## Entries shown
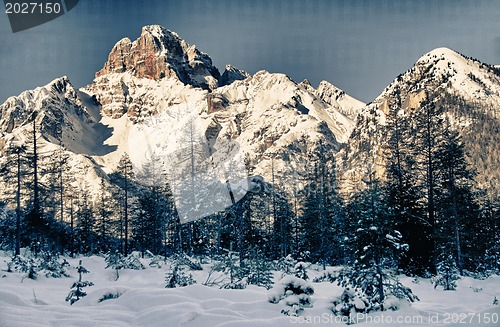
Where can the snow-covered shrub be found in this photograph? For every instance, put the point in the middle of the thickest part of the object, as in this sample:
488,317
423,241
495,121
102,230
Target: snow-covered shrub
115,261
184,259
29,267
230,267
285,265
300,270
49,263
365,283
447,274
156,260
326,277
77,292
176,277
258,271
348,304
294,293
110,296
133,262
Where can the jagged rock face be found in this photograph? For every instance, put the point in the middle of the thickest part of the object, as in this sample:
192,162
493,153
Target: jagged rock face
159,53
232,74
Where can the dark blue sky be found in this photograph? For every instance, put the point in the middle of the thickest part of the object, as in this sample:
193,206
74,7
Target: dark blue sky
358,45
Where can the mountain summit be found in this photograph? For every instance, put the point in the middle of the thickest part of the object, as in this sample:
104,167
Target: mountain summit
159,53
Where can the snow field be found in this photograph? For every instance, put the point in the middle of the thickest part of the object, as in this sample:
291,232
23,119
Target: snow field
143,301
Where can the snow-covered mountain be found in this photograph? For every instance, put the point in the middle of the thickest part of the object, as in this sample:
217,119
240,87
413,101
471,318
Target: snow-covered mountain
151,89
440,74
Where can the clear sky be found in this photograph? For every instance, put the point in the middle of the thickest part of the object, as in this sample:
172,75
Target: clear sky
358,45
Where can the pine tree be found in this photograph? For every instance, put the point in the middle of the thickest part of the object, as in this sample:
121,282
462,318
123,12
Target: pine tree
77,291
103,215
115,261
447,273
455,200
259,270
125,174
176,277
377,248
322,209
404,190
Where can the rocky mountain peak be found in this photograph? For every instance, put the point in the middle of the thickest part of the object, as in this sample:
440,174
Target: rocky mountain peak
232,74
158,54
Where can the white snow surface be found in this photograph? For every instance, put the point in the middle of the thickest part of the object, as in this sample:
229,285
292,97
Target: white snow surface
145,302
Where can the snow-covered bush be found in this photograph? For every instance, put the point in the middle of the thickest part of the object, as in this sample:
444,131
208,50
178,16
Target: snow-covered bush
50,265
184,259
326,277
300,270
77,292
373,288
115,261
156,260
133,262
109,296
29,267
258,270
348,304
447,274
285,265
294,293
176,277
234,274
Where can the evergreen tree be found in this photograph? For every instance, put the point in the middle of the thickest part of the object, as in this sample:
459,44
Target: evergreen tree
404,190
322,209
377,248
456,207
77,291
125,174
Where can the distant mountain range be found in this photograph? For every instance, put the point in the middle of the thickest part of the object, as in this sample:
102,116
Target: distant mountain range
142,101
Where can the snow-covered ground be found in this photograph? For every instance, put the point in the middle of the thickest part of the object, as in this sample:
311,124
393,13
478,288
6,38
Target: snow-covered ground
145,302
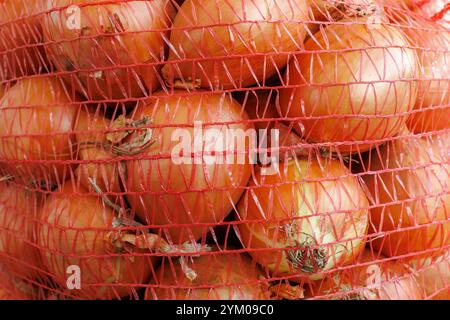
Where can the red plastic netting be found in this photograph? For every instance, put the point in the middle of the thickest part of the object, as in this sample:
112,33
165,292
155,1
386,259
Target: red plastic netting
228,149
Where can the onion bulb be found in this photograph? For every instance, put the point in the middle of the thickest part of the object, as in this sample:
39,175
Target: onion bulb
77,229
233,43
380,280
219,276
19,209
433,275
310,217
408,181
21,51
37,117
195,166
357,93
113,51
99,168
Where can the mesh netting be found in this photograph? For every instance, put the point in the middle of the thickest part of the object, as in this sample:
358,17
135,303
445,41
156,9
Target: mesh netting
228,149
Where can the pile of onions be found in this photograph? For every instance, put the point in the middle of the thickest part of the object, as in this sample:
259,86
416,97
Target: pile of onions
310,217
432,44
99,166
380,280
37,117
18,211
178,181
433,275
21,51
87,39
233,43
408,180
351,96
223,275
77,229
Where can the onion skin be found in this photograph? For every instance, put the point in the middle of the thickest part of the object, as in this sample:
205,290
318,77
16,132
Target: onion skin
127,36
386,280
276,205
218,49
73,231
227,276
181,194
320,91
409,189
433,275
37,117
19,209
21,36
91,130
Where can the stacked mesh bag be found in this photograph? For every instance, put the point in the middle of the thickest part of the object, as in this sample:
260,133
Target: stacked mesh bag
227,149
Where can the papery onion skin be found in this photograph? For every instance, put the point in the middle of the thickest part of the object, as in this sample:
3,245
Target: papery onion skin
313,205
91,129
19,209
433,275
37,117
73,232
408,180
382,280
357,97
128,36
234,43
166,190
21,51
225,276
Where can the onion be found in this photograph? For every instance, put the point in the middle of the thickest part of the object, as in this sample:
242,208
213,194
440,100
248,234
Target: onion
37,117
310,217
434,276
175,185
219,276
21,51
18,211
356,94
380,280
77,229
91,134
88,38
408,180
233,43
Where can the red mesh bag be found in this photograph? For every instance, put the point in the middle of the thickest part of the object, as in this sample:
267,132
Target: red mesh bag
231,149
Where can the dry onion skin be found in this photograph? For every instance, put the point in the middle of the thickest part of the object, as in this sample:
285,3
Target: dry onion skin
433,275
233,43
224,276
408,183
380,280
75,229
98,168
112,51
19,209
357,93
37,116
196,187
310,217
21,51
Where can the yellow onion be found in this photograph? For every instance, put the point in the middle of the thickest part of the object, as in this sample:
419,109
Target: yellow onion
37,116
113,50
408,180
310,217
354,85
233,43
373,279
21,51
173,184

## Written problem
Can you repeat all of the lines above word for word, leaving out the pictures?

## Solution for this task
Where can the snow-covered shrub be found in this photograph? For every instance, put the point in the middle of the thickest part of the object, as in this sample:
488,317
423,241
495,121
102,230
Target: snow-covered shrub
115,261
184,259
29,267
230,267
285,265
300,270
49,263
365,283
447,274
156,260
326,277
77,292
176,277
258,271
348,304
294,293
110,296
133,262
Where can the jagged rock face be found in this photograph? For every instance, put the point in the middle of the thickest part of the object, as in this sample:
192,162
493,153
Target: jagged rock face
159,53
232,74
Where can the dark blue sky be found in this photograph? For every instance, put the point in the middle of the thickest part of the object, as in this sample:
193,206
74,7
Target: dark blue sky
358,45
Where can the mountain summit be found in this photograph? For every instance, put the point in the middle of the thickest part of the object, as in this sample:
104,167
Target: mountain summit
159,53
Where can the snow field be found in this photograph? For every instance, put the point in the middle of the thickest part of the object, as in this sample:
291,232
23,119
Target: snow field
143,301
Where can the snow-covered mountain be found in this photograph? For every instance, put the point in the middle of the thickest part of the object, as in this sample:
217,119
240,87
413,101
471,318
Target: snow-covered mountain
151,89
440,74
Where can the clear sky be found in this photograph? For every instance, put the point in the middle of the thickest part of the object, as in this sample:
172,75
Target: clear sky
358,45
Where can the pine tree be found in this photograph? For every instance, put the point in the middle of the thickest part of the object, as in this sample:
121,282
462,318
123,12
Target: pine tree
77,291
103,215
115,261
447,273
455,200
259,270
125,174
176,277
377,248
322,209
404,190
Where can the rocky mountain peak be found in this photograph? For every instance, put the point in the middle of the thickest part of the object, as in this sample:
440,174
Target: rocky mountain peak
232,74
158,54
Where can the white snow surface be found in this photograph? For every instance, put the point in the middle of the thickest part of the object, as in this sample:
229,285
292,97
Target: white snow surface
145,302
Where can the snow-covered bush be found in this photograph? For every instance, put the point in the middle of the thickest part of the object, as in this sample:
444,131
208,50
178,16
Target: snow-covered bush
50,265
184,259
326,277
300,270
77,292
373,288
115,261
156,260
133,262
109,296
29,267
258,270
348,304
447,274
285,265
294,293
176,277
234,274
Where can the evergreen tree be found in this photograph? For every instance, put the point in the middle of the thickest part of the object, as in this sample:
459,44
Target: evergreen tree
404,190
322,209
377,248
456,207
77,291
125,174
Where can the distant mountain range be found in this photograph? For every instance, put the point in the middle of the thickest part of the object, as in this sample:
102,116
Target: distant mountain range
142,101
Where can the snow-covered ground be found in this photograph? For every instance, put the point in the middle of the thickest part of the object, as in this sample:
311,124
393,13
478,288
6,38
Target: snow-covered ground
145,302
Where can the red plastic netting be found in this photograph? For every instance, put the point in the middle of the thickest part of the object, as in this sample:
112,33
165,292
155,1
386,259
Target: red plastic netting
228,149
Where can the onion bulb be found in this photograph? For every instance, put the point in the middle of the thickest part of the object, as in this sample:
39,175
Target: onion bulb
77,229
233,43
380,280
219,276
19,209
433,275
310,217
408,181
21,51
37,117
195,166
357,93
113,51
99,168
Where can the mesh netting be found in this photograph? For every instance, put the point in the middle of the thickest part of the object, as in this sample:
358,17
135,303
445,41
156,9
Target: mesh netting
228,149
Where can the pile of onions be found in this photograph? For every instance, put the point in the middle of the thickest part of the object, as in this sample:
259,86
416,97
Target: pile of onions
310,217
432,44
99,166
380,280
37,117
18,211
178,181
433,275
21,51
87,39
233,43
408,180
351,96
223,275
77,229
Where can the onion skin be found in this photograph? For every instance, put the point in the middle of the thickest part of the object, as in this sample:
205,290
318,77
16,132
Target: onion skin
127,36
386,280
276,205
218,49
73,231
227,276
181,194
320,91
409,189
433,275
37,117
19,209
21,36
91,130
Where can the stacked mesh bag be found in this photograph? For every instance, put the point in the middle of the thickest part of the object, as in this sample:
260,133
Target: stacked mesh bag
227,149
Where can the papery onion skin be found in this photograph? For every instance, put the point in the middle of the thickest part of the object, as in this sample:
3,245
Target: papery onion skin
313,205
91,129
19,209
433,275
37,117
73,232
408,180
382,280
357,97
128,36
234,43
166,190
21,51
225,276
Where can the onion be found in this photograph? For every instance, put the point in the middle of the thickest part of the object, as in this sample:
242,208
213,194
440,100
248,234
Target: onion
37,117
310,217
434,276
175,185
219,276
21,51
18,211
356,94
380,280
77,229
91,134
88,38
408,180
233,43
Where can the red mesh bag be found in this photograph? For every instance, put the point in the middle of the thickest part of the object, as in this sample:
267,132
Target: red mesh bag
231,149
Where can the dry onion skin be found in this photograph? For every instance, put the point in the middle of the thickest part of the object, as in this sample:
285,3
Target: dry onion skin
433,275
233,43
224,276
408,183
380,280
75,229
98,168
112,51
19,209
357,93
37,116
196,187
310,217
21,51
Where can the yellow onion be found in this photograph? For every instance, put the point in the middle of the thickest part of the object, as in this sample:
419,109
Target: yellow onion
37,116
113,50
408,180
310,217
354,85
233,43
373,279
21,51
173,184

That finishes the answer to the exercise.